## Aim of the exercise
Copy the rows word for word, from the line containing "of the body" through the last line of the rows, with both ends included. Leave out the pictures.

## Object point labels

⟨

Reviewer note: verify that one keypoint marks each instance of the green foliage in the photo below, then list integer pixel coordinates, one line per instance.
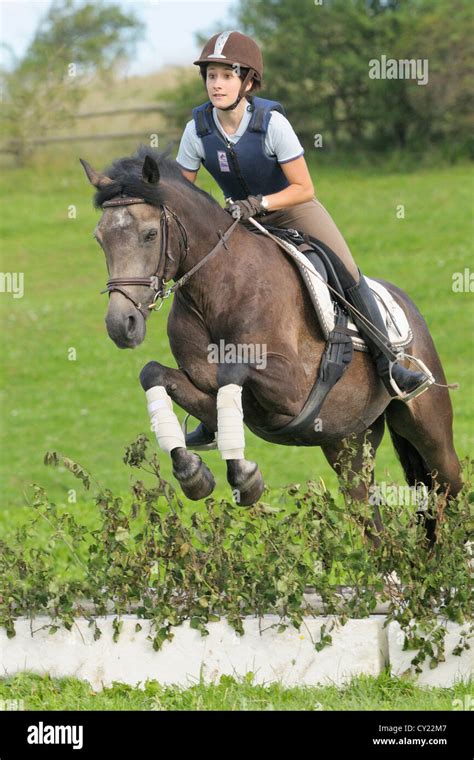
(171, 564)
(362, 693)
(316, 59)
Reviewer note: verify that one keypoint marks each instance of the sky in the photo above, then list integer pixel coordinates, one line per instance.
(170, 28)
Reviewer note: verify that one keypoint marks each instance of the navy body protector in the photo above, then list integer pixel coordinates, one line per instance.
(243, 168)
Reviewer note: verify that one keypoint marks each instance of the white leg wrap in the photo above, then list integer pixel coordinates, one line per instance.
(164, 422)
(230, 425)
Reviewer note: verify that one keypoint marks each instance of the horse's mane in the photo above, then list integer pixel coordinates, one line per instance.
(127, 175)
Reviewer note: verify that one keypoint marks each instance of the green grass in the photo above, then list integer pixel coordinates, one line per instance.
(362, 693)
(92, 407)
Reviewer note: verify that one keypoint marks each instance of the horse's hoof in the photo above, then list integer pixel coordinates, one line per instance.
(250, 487)
(193, 475)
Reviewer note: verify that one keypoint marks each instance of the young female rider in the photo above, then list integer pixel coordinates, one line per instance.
(253, 153)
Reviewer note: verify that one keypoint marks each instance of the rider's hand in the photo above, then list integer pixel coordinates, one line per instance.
(245, 209)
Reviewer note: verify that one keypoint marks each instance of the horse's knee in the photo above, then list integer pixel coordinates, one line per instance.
(236, 374)
(152, 374)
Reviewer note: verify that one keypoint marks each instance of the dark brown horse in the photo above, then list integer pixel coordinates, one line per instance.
(249, 293)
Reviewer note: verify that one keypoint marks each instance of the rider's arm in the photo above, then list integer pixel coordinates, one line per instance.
(300, 189)
(189, 175)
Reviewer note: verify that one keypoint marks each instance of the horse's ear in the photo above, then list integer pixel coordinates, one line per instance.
(96, 179)
(150, 171)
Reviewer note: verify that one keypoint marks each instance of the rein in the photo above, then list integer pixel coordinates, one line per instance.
(157, 284)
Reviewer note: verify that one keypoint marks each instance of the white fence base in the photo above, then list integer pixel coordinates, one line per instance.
(455, 668)
(359, 647)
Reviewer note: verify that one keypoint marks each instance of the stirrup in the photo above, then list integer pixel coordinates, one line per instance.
(199, 447)
(405, 395)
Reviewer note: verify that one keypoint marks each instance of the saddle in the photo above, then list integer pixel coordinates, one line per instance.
(342, 336)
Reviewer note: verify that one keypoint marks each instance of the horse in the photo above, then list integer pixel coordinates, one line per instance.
(157, 226)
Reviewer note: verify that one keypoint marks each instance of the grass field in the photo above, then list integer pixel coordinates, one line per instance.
(362, 693)
(92, 407)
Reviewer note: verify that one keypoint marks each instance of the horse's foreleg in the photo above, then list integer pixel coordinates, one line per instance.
(194, 476)
(244, 476)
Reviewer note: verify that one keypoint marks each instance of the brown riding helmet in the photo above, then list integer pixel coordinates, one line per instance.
(233, 48)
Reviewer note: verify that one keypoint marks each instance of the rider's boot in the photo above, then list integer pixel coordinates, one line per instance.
(361, 296)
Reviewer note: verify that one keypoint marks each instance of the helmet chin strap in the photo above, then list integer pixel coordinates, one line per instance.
(241, 94)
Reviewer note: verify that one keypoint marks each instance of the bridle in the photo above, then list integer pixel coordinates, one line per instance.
(156, 283)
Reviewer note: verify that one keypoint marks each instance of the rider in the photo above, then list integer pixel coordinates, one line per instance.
(250, 148)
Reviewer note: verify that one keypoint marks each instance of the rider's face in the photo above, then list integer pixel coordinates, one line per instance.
(223, 85)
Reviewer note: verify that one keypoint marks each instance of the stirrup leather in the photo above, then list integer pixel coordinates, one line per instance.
(405, 395)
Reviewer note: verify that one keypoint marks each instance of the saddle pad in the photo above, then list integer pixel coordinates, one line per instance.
(398, 329)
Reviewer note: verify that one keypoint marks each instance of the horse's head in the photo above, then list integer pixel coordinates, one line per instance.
(140, 251)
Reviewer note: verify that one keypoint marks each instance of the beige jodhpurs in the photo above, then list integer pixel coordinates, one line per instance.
(311, 217)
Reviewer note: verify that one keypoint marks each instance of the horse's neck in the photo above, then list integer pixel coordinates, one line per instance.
(203, 223)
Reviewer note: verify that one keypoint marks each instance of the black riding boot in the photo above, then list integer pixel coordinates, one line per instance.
(361, 296)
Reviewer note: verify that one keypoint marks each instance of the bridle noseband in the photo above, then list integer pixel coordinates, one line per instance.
(154, 282)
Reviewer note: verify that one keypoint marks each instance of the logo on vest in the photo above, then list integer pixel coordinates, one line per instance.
(223, 163)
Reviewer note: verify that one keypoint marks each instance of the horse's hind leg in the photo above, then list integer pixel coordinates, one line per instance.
(360, 492)
(158, 381)
(243, 476)
(422, 434)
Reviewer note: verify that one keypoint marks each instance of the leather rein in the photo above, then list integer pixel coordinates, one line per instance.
(156, 283)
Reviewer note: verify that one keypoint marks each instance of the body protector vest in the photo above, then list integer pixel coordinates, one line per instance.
(242, 168)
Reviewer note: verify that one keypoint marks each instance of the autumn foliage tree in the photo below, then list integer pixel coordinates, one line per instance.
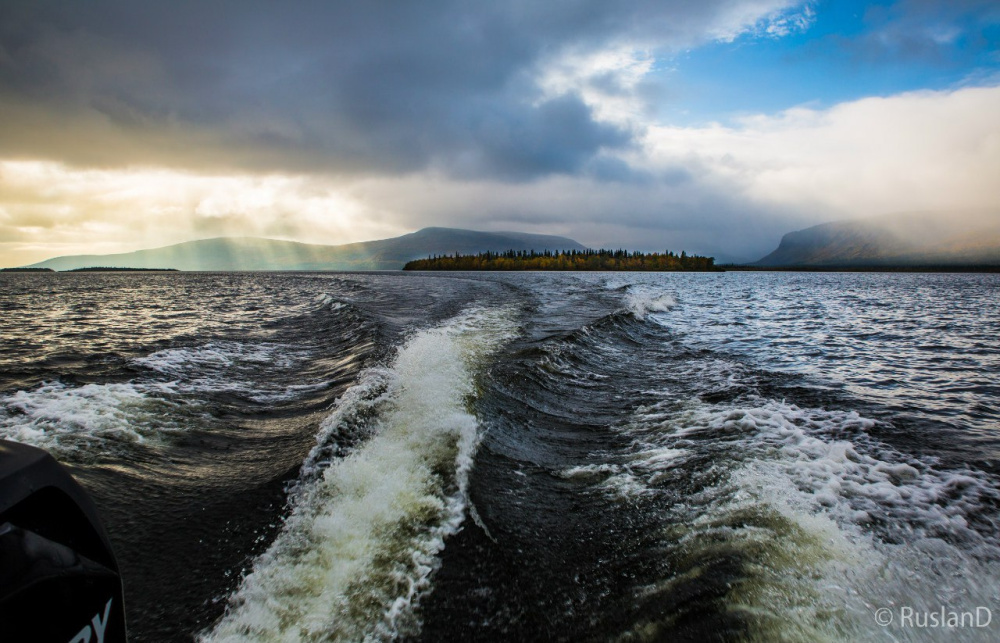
(567, 260)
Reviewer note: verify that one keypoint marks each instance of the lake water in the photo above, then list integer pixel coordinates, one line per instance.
(524, 456)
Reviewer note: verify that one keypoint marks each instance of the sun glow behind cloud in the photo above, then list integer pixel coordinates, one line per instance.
(49, 208)
(351, 122)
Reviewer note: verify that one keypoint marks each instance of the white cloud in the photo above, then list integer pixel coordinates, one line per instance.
(51, 209)
(913, 151)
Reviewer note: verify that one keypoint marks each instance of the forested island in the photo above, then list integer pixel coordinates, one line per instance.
(597, 260)
(112, 269)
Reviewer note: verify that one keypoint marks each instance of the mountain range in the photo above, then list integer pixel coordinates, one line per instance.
(251, 253)
(911, 239)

⟩

## Task solution
Reviewer note: verify that one keypoint marks each instance of the body protector vest in the photo above, then list integer pixel coordinates, one line per instance.
(242, 168)
Reviewer note: verify that one keypoint marks each instance of the autumn foliage tree in the photo below, then list integer pixel coordinates, one line per instance.
(567, 260)
Reviewer note: verify that one keypoint marks each instance of the lake water in the photo above, then list integer pixel coordinates, one line per instance.
(524, 456)
Reviewer note: verify that one keypoint marks each instance of the sun glow behind cloud in the photo above, then list integer pixel coordinates, one line per instance.
(49, 208)
(351, 122)
Reviewer note: verify that one keypoint marks each instance of the white cloud in the photo above, then list integer pixel coordinates, one line per instance.
(51, 209)
(913, 151)
Reviewer note: verify that one keypoint marks each instance of the forested island in the photo above, then list integer pixel coordinates, one line per instance.
(597, 260)
(112, 269)
Reviewer note: verify that one keypoint marks each instance of the mountain range in the photo above, then list integer pixel coordinates, one line per instance.
(251, 253)
(911, 239)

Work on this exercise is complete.